▶ Goal of the exercise
Drop the pictures and extract exactly the lines from the one that contains "where the paving" through the end of the material.

START Extracted records

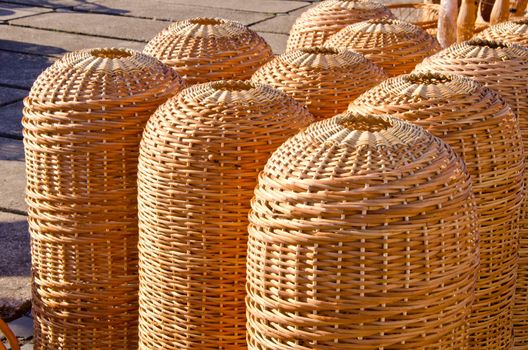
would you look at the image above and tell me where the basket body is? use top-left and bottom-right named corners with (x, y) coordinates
top-left (387, 2), bottom-right (440, 31)
top-left (286, 0), bottom-right (394, 51)
top-left (144, 17), bottom-right (273, 85)
top-left (22, 48), bottom-right (185, 349)
top-left (351, 72), bottom-right (524, 349)
top-left (326, 19), bottom-right (440, 77)
top-left (415, 39), bottom-right (528, 348)
top-left (477, 18), bottom-right (528, 46)
top-left (252, 47), bottom-right (386, 120)
top-left (137, 81), bottom-right (313, 349)
top-left (246, 112), bottom-right (478, 349)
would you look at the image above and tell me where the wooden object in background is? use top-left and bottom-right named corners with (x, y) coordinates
top-left (438, 0), bottom-right (458, 47)
top-left (458, 0), bottom-right (478, 41)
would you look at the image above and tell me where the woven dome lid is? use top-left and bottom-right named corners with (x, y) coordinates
top-left (478, 18), bottom-right (528, 46)
top-left (275, 46), bottom-right (375, 69)
top-left (27, 48), bottom-right (183, 109)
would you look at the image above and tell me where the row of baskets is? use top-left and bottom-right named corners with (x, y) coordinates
top-left (20, 1), bottom-right (528, 349)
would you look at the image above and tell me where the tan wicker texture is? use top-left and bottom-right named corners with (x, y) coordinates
top-left (246, 111), bottom-right (479, 349)
top-left (22, 48), bottom-right (185, 350)
top-left (386, 2), bottom-right (440, 31)
top-left (144, 17), bottom-right (273, 85)
top-left (325, 19), bottom-right (441, 77)
top-left (137, 80), bottom-right (314, 350)
top-left (0, 320), bottom-right (20, 350)
top-left (251, 47), bottom-right (386, 120)
top-left (478, 18), bottom-right (528, 46)
top-left (414, 39), bottom-right (528, 348)
top-left (350, 72), bottom-right (524, 349)
top-left (286, 0), bottom-right (394, 51)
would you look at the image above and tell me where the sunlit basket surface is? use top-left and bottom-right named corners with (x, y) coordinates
top-left (351, 72), bottom-right (524, 349)
top-left (137, 80), bottom-right (314, 350)
top-left (251, 46), bottom-right (386, 120)
top-left (144, 17), bottom-right (273, 85)
top-left (246, 111), bottom-right (479, 349)
top-left (326, 18), bottom-right (440, 77)
top-left (477, 18), bottom-right (528, 46)
top-left (386, 2), bottom-right (439, 30)
top-left (22, 48), bottom-right (185, 349)
top-left (415, 39), bottom-right (528, 348)
top-left (286, 0), bottom-right (394, 51)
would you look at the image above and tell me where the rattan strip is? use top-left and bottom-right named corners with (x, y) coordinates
top-left (477, 18), bottom-right (528, 46)
top-left (137, 80), bottom-right (314, 350)
top-left (23, 48), bottom-right (185, 350)
top-left (144, 17), bottom-right (273, 85)
top-left (251, 46), bottom-right (386, 120)
top-left (325, 19), bottom-right (440, 77)
top-left (286, 0), bottom-right (394, 51)
top-left (414, 39), bottom-right (528, 348)
top-left (350, 72), bottom-right (524, 349)
top-left (246, 111), bottom-right (479, 349)
top-left (386, 2), bottom-right (440, 30)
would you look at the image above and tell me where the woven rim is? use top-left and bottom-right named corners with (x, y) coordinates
top-left (326, 18), bottom-right (440, 76)
top-left (351, 72), bottom-right (524, 348)
top-left (252, 47), bottom-right (386, 120)
top-left (478, 18), bottom-right (528, 46)
top-left (143, 17), bottom-right (273, 84)
top-left (247, 110), bottom-right (478, 348)
top-left (137, 79), bottom-right (313, 349)
top-left (286, 0), bottom-right (394, 51)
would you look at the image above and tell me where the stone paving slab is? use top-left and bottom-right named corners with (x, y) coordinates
top-left (0, 100), bottom-right (24, 139)
top-left (166, 0), bottom-right (308, 13)
top-left (73, 0), bottom-right (274, 25)
top-left (0, 137), bottom-right (26, 213)
top-left (0, 25), bottom-right (145, 57)
top-left (258, 31), bottom-right (289, 54)
top-left (0, 0), bottom-right (79, 8)
top-left (251, 7), bottom-right (309, 34)
top-left (10, 10), bottom-right (169, 42)
top-left (0, 211), bottom-right (30, 321)
top-left (0, 2), bottom-right (51, 22)
top-left (0, 86), bottom-right (26, 107)
top-left (0, 51), bottom-right (52, 89)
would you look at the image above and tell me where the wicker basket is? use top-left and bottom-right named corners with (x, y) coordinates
top-left (137, 80), bottom-right (313, 349)
top-left (246, 111), bottom-right (479, 349)
top-left (325, 18), bottom-right (441, 77)
top-left (22, 48), bottom-right (185, 349)
top-left (351, 72), bottom-right (524, 349)
top-left (0, 320), bottom-right (20, 350)
top-left (251, 47), bottom-right (386, 120)
top-left (144, 17), bottom-right (273, 85)
top-left (477, 18), bottom-right (528, 46)
top-left (387, 2), bottom-right (440, 31)
top-left (286, 0), bottom-right (394, 51)
top-left (414, 39), bottom-right (528, 348)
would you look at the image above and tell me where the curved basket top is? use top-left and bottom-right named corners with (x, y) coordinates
top-left (478, 18), bottom-right (528, 46)
top-left (143, 17), bottom-right (272, 63)
top-left (27, 47), bottom-right (184, 108)
top-left (386, 2), bottom-right (439, 28)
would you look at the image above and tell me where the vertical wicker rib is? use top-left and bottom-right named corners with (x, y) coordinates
top-left (246, 111), bottom-right (479, 349)
top-left (137, 80), bottom-right (314, 349)
top-left (415, 39), bottom-right (528, 349)
top-left (144, 17), bottom-right (273, 85)
top-left (286, 0), bottom-right (394, 52)
top-left (251, 47), bottom-right (386, 120)
top-left (351, 72), bottom-right (525, 349)
top-left (477, 18), bottom-right (528, 46)
top-left (325, 19), bottom-right (440, 77)
top-left (22, 48), bottom-right (185, 349)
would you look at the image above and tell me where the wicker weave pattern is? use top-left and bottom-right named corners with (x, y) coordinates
top-left (246, 111), bottom-right (478, 349)
top-left (387, 3), bottom-right (440, 31)
top-left (137, 80), bottom-right (313, 349)
top-left (144, 17), bottom-right (273, 85)
top-left (414, 39), bottom-right (528, 348)
top-left (351, 72), bottom-right (524, 349)
top-left (326, 19), bottom-right (440, 77)
top-left (22, 48), bottom-right (185, 349)
top-left (251, 47), bottom-right (386, 120)
top-left (477, 18), bottom-right (528, 46)
top-left (286, 0), bottom-right (394, 51)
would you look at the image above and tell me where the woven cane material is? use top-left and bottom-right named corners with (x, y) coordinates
top-left (251, 46), bottom-right (386, 120)
top-left (351, 72), bottom-right (524, 349)
top-left (386, 2), bottom-right (440, 32)
top-left (137, 80), bottom-right (314, 350)
top-left (326, 19), bottom-right (440, 77)
top-left (22, 48), bottom-right (185, 350)
top-left (415, 39), bottom-right (528, 348)
top-left (478, 18), bottom-right (528, 46)
top-left (286, 0), bottom-right (394, 52)
top-left (246, 111), bottom-right (479, 349)
top-left (144, 17), bottom-right (273, 85)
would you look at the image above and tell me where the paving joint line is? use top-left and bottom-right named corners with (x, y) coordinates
top-left (0, 207), bottom-right (28, 216)
top-left (0, 97), bottom-right (24, 109)
top-left (0, 0), bottom-right (74, 10)
top-left (0, 80), bottom-right (30, 92)
top-left (0, 45), bottom-right (59, 59)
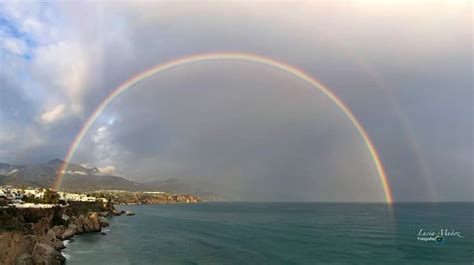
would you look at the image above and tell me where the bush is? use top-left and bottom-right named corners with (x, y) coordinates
top-left (43, 189), bottom-right (60, 204)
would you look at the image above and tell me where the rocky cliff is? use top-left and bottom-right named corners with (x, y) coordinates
top-left (0, 203), bottom-right (111, 265)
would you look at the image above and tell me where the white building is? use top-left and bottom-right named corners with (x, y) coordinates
top-left (58, 192), bottom-right (97, 202)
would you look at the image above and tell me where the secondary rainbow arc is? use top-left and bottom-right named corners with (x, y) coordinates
top-left (53, 52), bottom-right (394, 203)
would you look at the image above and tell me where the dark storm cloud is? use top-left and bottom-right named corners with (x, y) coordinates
top-left (0, 66), bottom-right (37, 123)
top-left (0, 2), bottom-right (471, 201)
top-left (75, 62), bottom-right (387, 201)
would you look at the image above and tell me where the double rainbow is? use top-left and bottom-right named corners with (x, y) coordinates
top-left (53, 52), bottom-right (394, 203)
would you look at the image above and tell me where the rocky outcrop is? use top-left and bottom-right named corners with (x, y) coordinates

END Extracted records

▶ Task result
would you look at the image above and tell me where the paving joint line is? use top-left and bottom-right named corners with (x, y) coordinates
top-left (0, 207), bottom-right (28, 216)
top-left (0, 97), bottom-right (24, 109)
top-left (0, 0), bottom-right (74, 10)
top-left (0, 80), bottom-right (30, 92)
top-left (0, 45), bottom-right (59, 59)
would you look at the image above and tell me where the bush is? use top-left and bottom-right named corners with (x, y) coordinates
top-left (43, 189), bottom-right (60, 204)
would you look at the image above and tell me where the rocky cliff is? use top-left and bottom-right named corners with (x, y) coordinates
top-left (0, 203), bottom-right (111, 265)
would you look at the image above and tell me where the white building is? use top-left and bottom-right named corners with (x, y) coordinates
top-left (58, 192), bottom-right (97, 202)
would you look at the image above and tell me where the secondary rainbow arc is? use top-left and bottom-right named corners with (x, y) coordinates
top-left (53, 52), bottom-right (394, 203)
would you look at the image above and tell me where the dark storm cloud is? use top-left and bottom-right named corners with (x, y) coordinates
top-left (0, 66), bottom-right (37, 123)
top-left (0, 2), bottom-right (471, 201)
top-left (75, 62), bottom-right (387, 201)
would you look at the image above and tell me where the double rainbow is? use top-left and bottom-right named corners with (x, y) coordinates
top-left (53, 52), bottom-right (394, 203)
would you look at the image above and tell me where the rocky outcrop is? use top-left and bottom-right named corners with (x, y) coordinates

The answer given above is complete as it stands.